# [To be done]
Update the lines that begin with the line containing "## Example: detecting brown stem" and end after the line containing "105;27;218;412" by replacing "detector" with "locator", and give back only those lines with nothing else changed.

# [Exercise materials]
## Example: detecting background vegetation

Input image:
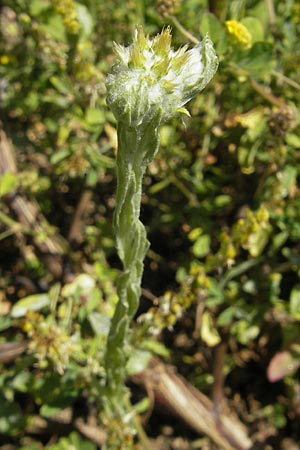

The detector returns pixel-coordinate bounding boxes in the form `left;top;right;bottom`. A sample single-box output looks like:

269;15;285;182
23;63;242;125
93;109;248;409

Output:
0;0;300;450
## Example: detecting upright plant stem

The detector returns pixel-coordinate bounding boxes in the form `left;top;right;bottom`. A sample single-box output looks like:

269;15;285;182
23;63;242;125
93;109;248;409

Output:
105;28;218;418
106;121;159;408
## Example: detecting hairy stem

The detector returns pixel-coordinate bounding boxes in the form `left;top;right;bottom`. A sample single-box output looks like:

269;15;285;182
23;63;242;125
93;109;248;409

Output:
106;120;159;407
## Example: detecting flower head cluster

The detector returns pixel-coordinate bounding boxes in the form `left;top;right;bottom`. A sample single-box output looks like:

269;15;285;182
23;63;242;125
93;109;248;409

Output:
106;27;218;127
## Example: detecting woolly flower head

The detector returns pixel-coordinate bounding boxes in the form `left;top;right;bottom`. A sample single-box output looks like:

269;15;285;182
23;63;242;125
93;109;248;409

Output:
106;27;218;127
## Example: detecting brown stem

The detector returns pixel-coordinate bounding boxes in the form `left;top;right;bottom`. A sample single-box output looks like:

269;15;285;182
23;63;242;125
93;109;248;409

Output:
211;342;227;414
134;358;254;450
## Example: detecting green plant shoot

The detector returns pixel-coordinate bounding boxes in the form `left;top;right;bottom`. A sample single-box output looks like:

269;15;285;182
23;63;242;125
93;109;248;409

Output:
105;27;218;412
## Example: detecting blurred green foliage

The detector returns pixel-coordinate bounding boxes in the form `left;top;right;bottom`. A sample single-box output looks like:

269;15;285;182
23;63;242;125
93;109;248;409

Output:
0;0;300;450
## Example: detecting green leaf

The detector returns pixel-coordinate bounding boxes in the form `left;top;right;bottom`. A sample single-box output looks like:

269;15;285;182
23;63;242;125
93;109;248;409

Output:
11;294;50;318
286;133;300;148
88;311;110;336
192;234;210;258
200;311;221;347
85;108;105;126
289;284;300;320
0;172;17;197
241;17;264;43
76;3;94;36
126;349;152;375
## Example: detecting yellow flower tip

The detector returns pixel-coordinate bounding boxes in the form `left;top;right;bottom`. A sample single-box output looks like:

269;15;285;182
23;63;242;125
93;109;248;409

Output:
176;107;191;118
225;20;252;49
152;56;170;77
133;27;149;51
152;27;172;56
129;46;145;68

==

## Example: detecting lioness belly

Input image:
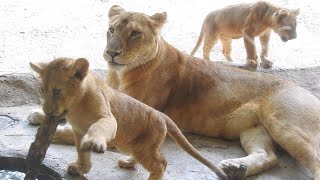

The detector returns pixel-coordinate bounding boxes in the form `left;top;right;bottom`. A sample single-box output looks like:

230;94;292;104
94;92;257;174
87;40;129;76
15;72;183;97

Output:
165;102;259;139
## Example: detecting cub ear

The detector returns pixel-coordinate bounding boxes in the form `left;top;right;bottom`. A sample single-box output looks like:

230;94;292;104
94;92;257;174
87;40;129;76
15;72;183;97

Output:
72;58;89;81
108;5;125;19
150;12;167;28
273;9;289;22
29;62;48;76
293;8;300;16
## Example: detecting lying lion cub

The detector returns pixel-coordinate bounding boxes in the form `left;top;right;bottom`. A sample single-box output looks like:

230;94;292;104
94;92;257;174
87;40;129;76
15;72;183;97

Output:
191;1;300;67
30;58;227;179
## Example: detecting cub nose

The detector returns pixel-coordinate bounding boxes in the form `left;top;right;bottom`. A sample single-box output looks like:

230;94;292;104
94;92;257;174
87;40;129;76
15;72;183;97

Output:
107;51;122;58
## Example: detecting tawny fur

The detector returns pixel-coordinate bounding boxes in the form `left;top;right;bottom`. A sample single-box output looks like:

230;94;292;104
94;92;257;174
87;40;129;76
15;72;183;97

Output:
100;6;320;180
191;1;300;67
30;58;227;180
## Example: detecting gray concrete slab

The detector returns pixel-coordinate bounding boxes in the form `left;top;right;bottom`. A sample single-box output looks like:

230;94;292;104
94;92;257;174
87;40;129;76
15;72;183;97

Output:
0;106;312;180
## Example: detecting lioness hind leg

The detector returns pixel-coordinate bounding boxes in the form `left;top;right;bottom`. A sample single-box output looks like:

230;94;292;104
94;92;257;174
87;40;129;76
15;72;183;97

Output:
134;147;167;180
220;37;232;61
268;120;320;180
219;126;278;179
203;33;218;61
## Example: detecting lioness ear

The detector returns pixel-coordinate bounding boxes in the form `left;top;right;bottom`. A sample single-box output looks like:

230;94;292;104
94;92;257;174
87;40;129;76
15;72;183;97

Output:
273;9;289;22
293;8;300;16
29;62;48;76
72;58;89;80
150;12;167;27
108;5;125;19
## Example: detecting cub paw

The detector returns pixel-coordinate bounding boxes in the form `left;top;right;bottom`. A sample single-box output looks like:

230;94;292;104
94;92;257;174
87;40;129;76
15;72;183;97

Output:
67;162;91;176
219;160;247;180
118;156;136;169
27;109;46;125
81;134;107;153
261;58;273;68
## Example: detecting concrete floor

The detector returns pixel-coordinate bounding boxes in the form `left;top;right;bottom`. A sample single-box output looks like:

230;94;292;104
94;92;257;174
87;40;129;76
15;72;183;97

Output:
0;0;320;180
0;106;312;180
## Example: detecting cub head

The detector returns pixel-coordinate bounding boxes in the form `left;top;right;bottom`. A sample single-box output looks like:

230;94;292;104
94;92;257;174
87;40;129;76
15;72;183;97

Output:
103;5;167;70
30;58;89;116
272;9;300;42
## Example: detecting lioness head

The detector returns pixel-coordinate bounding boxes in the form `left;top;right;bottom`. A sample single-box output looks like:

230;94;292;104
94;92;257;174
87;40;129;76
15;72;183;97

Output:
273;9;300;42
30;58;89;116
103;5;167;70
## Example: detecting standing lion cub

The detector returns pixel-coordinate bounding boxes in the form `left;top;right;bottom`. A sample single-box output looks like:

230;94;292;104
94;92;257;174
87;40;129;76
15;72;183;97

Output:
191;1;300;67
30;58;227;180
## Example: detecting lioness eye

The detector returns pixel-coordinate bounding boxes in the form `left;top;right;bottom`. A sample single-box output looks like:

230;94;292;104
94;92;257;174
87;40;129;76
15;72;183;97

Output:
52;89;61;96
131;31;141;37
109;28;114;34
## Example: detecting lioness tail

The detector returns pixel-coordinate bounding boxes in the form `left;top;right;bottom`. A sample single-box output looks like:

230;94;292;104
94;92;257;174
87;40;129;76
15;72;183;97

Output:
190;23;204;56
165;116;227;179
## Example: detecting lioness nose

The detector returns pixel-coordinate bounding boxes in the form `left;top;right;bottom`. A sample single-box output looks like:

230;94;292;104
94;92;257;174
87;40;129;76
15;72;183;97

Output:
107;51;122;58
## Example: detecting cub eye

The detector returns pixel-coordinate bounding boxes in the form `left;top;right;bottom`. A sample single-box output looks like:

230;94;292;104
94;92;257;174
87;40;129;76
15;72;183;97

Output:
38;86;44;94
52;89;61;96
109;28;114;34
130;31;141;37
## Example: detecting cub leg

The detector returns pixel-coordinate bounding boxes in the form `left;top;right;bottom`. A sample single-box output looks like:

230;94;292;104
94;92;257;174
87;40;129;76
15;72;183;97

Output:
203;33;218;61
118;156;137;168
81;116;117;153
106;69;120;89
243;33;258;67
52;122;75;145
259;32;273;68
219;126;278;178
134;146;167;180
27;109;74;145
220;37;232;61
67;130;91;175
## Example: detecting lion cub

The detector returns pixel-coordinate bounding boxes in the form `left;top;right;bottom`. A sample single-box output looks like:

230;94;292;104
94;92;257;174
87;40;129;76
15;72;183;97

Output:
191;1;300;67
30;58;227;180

# [Response to the task]
## Example: detecting brown stem

The locator returns pixel-coordinate bounding boxes in the form `left;top;right;bottom`. A sample single-box output looks like:

269;15;285;182
23;63;242;125
93;109;248;409

Output:
211;342;227;414
134;358;254;450
## Example: detecting green plant shoot

The locator returns pixel-coordinate bounding boxes in the form `left;top;right;bottom`. A sample single-box output looks like:

269;15;285;182
23;63;242;125
93;109;248;409

Output:
105;27;218;412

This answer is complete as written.